Recorded information:

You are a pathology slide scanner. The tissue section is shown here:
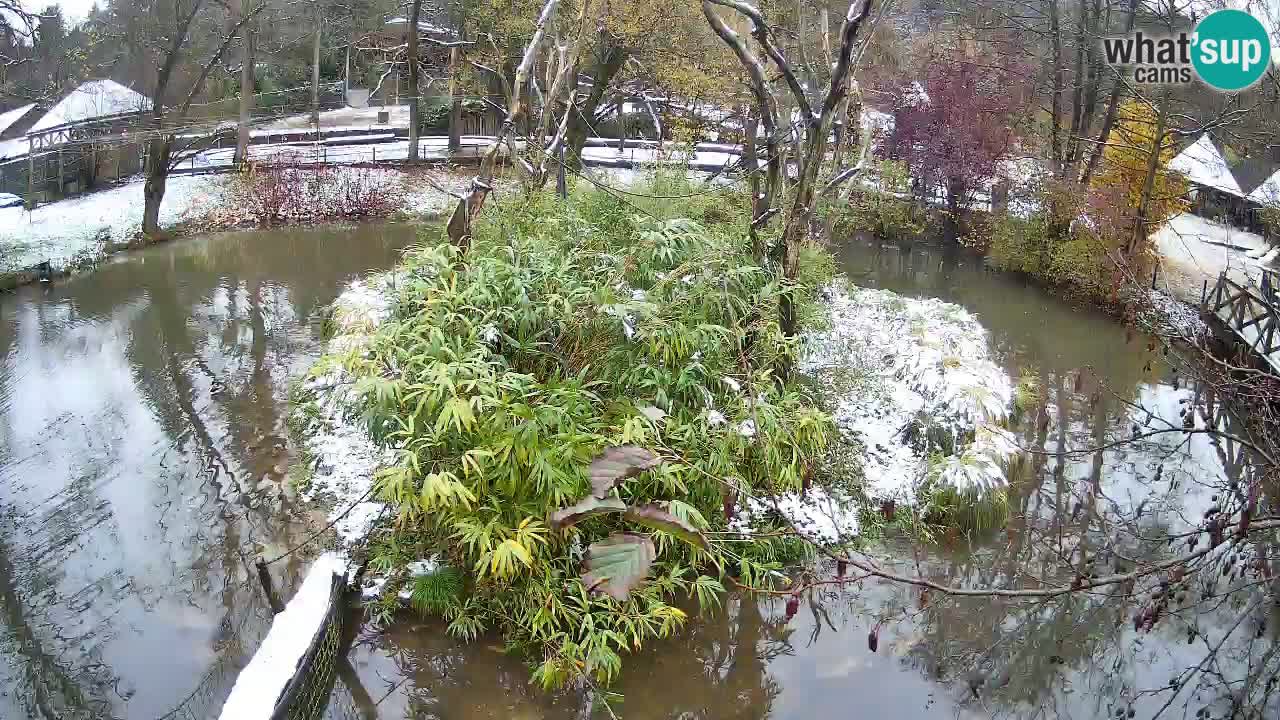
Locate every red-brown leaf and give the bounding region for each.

* * *

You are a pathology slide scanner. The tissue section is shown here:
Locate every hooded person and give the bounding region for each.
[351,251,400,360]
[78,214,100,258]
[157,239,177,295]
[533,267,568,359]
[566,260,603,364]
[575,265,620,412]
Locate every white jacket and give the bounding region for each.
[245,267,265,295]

---

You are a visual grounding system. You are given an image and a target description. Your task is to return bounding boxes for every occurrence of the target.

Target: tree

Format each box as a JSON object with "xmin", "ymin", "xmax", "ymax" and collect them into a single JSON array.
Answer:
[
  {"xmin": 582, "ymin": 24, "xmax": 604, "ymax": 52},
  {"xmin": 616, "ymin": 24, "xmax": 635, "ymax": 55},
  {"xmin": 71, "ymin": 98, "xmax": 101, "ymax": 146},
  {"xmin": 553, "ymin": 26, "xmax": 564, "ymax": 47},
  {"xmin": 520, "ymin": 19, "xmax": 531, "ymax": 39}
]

Task brief: Copy out everything from the line containing "Locate every white" down to the line containing "[245,267,265,295]", both lines included, reproducing them character for character from the listing above.

Expected answer:
Locate every white jacket and give the bounding region for each.
[245,267,265,295]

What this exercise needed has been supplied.